BEGIN RECORD SET

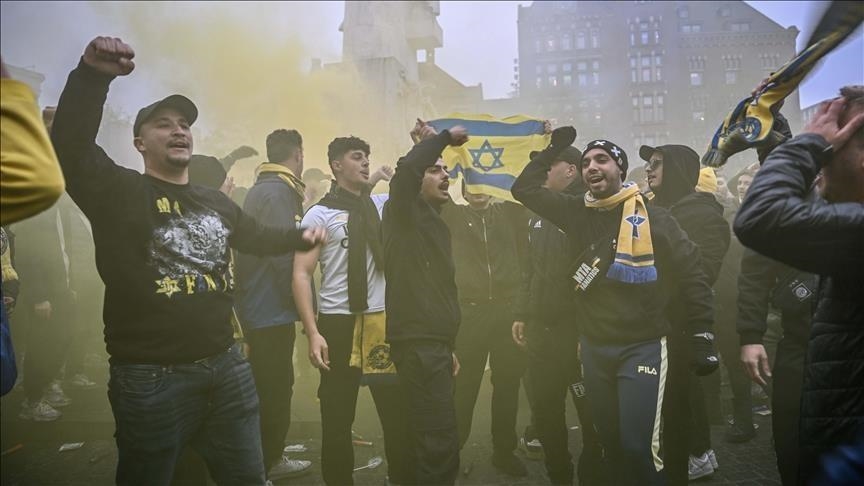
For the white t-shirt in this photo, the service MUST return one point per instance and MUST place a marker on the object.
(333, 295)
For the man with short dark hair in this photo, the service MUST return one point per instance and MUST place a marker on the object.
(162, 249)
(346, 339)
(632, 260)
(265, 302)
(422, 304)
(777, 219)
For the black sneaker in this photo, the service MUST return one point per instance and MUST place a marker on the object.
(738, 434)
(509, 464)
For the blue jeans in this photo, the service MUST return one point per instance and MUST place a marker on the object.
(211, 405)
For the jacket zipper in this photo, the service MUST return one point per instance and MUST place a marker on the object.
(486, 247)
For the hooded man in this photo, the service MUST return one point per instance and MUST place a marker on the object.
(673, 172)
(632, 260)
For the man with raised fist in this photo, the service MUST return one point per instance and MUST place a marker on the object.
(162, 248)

END RECORD SET

WORK TASK: Apart from the pictures, which are to be omitted, every record must be transcribed exactly.

WORKED SOLUTION:
For the white t-shirt in this photo, the service MUST return one point per instance and MUST place a marker on the object.
(333, 295)
For the man with short dark hair in this photo, the service MUST return one point per instance and MUST place a marker on the object.
(162, 249)
(346, 339)
(632, 260)
(265, 302)
(422, 304)
(777, 219)
For the black sneaker in this photo, the service MUST return one point per instance and MUST place a marker on the object.
(738, 434)
(509, 464)
For the blue jeans in this photo, the service MUST return one point per instance and MUST place a marker on the object.
(211, 405)
For the jacket zipper in this photo, the service MUST return one point per instance and MUST place a marker on the object.
(486, 247)
For the hooded man in this photo, the service MUST return one point per instance and MUST place a marker on the object.
(673, 172)
(632, 260)
For the man with raised fist in this photo, the service MUST return one point per instance and MUST place a marker on the object.
(162, 248)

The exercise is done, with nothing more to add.